Page text ->
>>>>>

MH They’re both. They move between being subject and object, dance and sculpture, live body and still image, the spectacular and the everyday. This in-betweenness is what is at stake.
HT How do audiences navigate that fluctuation when, within a contemporary art context, at least, the conventions of spectatorship are so established?
MH Conventions are partly what we try to navigate.
The spacing of the work – meaning where the performers are installed – the timing and the intensity of the performers’ gazes, are our tools to provoke a destabilization. When a passer-by enters the frame and you end up locking eyes, even for a moment, something happens – not only to the performer, but to the viewer as well. There is a clash, a moment of interplay between subject and object that sees real information received and projected back at the same time.
HT It’s as if you rob them of their power to observe.
MH It’s a momentary theft: a shift. The work doesn’t dictate – that’s what theatre does. In theatre, you’re supposed to be a dictator! [Laughs]
HT But it does dictate, in that it imposes itself upon a physical architecture, which means that you, in this equation, play the part of dictator.
MH Perhaps. [Laughs] The works take space, of course, but absolutely everything takes space. The locations I choose – or impose upon – within a given architecture are my way of testing modes of viewership and behaviour. When we presented PLASTIC [2016] at MoMA in New York, disrupting the everyday traffic of the museum was intentional. Dancers were placed in transitional spaces: on staircases, in corridors. One of the staircases we used was one of the main entrances to the museum, so people had to walk by us, and so many of them were annoyed! Some visitors stepped on us, jumped over us, called us nasty names, but mostly they just photographed us.

<<<<<

Entries shown ->
>>>>>

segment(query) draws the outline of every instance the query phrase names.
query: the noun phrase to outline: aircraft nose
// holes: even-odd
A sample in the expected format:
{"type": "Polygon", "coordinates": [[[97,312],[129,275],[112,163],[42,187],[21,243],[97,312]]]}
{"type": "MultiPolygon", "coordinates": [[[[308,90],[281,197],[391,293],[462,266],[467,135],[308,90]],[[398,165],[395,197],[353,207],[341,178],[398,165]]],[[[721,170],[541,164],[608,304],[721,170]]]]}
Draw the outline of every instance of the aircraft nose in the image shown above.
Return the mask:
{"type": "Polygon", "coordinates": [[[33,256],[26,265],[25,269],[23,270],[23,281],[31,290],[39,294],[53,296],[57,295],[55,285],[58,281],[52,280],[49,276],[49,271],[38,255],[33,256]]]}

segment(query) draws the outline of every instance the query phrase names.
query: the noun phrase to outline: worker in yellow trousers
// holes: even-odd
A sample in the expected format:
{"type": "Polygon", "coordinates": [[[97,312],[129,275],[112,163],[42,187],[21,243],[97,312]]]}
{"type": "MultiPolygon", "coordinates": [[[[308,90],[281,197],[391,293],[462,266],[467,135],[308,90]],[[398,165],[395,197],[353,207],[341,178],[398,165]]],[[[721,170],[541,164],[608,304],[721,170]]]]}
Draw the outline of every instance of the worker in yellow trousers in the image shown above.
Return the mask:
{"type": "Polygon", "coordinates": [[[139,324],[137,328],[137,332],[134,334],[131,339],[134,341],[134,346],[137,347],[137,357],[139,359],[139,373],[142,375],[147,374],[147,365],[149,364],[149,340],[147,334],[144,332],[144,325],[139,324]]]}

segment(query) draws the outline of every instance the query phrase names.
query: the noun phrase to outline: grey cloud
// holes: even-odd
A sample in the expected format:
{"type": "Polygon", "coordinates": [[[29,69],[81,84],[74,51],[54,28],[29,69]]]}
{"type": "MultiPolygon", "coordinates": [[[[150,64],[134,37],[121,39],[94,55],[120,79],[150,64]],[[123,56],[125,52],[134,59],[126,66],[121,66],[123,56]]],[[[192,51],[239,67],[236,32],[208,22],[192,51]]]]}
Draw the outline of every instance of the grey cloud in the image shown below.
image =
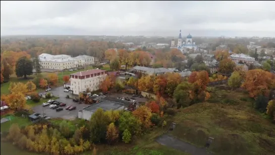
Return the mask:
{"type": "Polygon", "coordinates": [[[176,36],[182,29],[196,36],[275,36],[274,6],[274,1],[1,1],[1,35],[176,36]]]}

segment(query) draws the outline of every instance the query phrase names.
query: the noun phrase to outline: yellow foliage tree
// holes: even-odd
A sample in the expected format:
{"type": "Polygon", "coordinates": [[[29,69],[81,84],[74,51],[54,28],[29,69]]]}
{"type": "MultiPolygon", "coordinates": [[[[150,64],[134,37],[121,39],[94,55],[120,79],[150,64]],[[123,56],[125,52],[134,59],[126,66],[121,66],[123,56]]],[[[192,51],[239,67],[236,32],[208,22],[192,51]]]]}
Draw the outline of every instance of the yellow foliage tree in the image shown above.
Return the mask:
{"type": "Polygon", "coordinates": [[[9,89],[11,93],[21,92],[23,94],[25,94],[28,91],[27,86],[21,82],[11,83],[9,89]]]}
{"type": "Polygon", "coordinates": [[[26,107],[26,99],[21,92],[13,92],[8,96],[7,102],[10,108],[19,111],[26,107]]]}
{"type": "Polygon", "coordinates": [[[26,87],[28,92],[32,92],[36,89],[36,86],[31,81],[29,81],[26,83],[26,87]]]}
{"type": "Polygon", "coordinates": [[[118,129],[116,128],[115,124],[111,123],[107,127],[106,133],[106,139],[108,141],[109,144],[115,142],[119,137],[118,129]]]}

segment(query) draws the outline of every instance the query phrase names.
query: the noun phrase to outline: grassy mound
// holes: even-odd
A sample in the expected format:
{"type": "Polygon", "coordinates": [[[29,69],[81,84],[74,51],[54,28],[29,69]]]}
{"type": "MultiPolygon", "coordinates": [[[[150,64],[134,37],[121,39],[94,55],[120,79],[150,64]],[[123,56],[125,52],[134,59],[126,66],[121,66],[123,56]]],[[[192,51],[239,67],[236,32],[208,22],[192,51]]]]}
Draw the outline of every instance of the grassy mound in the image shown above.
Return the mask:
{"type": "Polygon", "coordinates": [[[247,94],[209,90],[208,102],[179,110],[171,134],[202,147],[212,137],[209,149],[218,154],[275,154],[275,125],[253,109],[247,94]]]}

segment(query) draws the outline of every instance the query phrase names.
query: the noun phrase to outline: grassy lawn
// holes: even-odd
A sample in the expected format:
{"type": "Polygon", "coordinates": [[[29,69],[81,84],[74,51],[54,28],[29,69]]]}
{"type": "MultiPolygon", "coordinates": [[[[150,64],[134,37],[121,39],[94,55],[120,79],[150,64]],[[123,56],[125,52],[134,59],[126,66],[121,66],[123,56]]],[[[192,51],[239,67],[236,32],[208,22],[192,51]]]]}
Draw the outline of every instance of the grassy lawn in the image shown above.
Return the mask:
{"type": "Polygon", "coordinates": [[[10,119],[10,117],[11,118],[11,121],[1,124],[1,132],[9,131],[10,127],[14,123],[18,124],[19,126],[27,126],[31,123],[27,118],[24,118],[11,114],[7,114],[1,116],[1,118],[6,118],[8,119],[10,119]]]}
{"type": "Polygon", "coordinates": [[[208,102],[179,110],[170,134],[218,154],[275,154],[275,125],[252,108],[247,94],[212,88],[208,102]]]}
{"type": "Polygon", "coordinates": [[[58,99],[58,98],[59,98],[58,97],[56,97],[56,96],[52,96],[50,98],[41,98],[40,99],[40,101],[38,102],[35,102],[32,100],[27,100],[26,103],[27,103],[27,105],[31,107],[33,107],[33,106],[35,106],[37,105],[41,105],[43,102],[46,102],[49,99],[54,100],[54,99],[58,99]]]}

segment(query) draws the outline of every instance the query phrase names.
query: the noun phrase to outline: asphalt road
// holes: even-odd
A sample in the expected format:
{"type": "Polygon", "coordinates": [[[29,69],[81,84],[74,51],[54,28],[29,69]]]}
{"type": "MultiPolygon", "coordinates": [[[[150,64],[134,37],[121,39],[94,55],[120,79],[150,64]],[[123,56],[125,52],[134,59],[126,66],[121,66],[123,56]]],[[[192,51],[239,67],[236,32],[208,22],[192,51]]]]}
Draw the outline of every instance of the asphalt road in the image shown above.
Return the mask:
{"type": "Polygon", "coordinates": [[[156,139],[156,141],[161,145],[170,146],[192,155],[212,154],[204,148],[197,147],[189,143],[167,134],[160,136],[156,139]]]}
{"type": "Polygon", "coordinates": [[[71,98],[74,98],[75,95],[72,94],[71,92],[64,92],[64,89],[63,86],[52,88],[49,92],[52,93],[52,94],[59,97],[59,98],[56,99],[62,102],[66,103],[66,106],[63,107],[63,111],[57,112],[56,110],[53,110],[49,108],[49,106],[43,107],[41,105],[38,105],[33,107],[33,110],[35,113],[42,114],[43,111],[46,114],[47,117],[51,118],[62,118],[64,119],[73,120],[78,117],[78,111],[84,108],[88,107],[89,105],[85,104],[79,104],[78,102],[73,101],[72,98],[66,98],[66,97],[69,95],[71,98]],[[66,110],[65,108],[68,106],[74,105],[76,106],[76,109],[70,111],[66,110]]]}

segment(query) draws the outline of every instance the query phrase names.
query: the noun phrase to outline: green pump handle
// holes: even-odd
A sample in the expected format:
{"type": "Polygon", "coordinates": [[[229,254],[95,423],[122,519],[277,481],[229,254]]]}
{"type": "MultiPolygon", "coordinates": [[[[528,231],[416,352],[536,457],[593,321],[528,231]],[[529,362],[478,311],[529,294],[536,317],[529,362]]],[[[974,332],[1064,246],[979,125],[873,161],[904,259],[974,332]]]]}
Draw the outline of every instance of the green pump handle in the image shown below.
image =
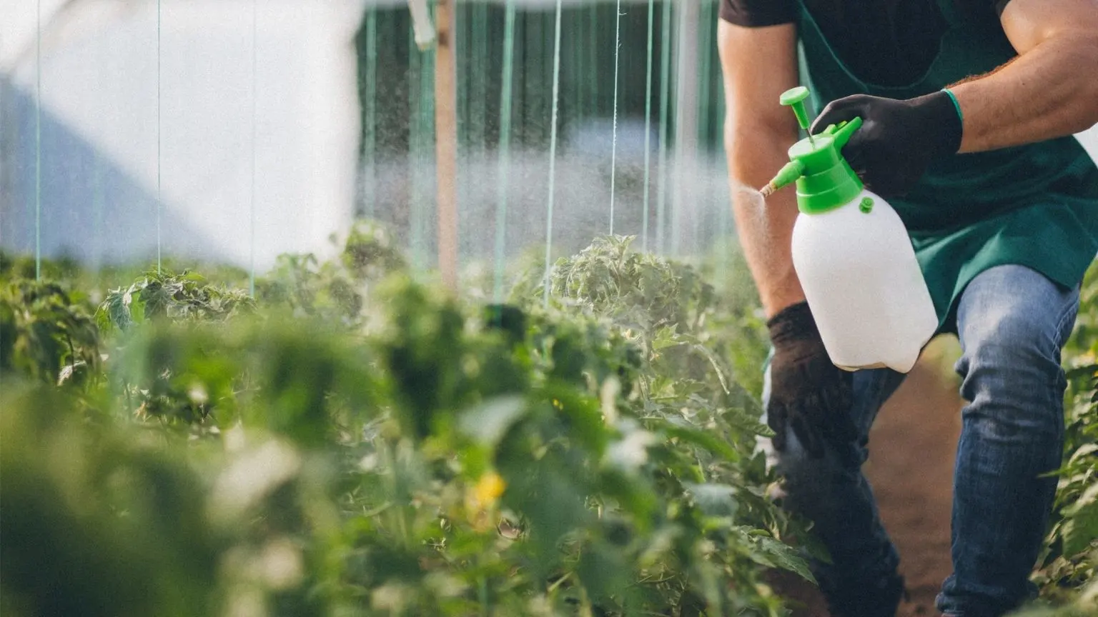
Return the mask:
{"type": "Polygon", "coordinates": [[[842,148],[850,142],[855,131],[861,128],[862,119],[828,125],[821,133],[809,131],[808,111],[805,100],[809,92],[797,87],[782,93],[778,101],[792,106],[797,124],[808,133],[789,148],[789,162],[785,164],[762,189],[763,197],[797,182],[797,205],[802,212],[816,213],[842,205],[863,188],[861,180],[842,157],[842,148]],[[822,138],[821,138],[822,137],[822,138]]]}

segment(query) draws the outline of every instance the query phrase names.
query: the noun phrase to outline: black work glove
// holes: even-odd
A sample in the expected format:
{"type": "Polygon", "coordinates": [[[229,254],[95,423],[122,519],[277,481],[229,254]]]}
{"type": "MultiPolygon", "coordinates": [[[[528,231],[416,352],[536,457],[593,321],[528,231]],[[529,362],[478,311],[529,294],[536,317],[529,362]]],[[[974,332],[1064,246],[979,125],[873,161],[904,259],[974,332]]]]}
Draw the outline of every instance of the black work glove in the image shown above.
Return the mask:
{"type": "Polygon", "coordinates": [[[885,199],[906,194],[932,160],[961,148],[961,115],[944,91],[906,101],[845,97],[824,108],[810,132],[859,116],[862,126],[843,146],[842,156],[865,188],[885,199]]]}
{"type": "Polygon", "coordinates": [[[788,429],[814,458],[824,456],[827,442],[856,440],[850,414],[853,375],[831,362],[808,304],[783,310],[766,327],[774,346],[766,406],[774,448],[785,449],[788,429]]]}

<<<<<

Answer these questions using the interview above.
(a) What does MH name as the tools used to provoke a destabilization?
(b) Which work was presented at MoMA in New York, and in what year?
(c) What did visitors mostly do to the dancers on the staircase?

(a) The spacing of the work (where the performers are installed), and the timing and intensity of the performers' gazes.
(b) PLASTIC, in 2016.
(c) They mostly photographed them.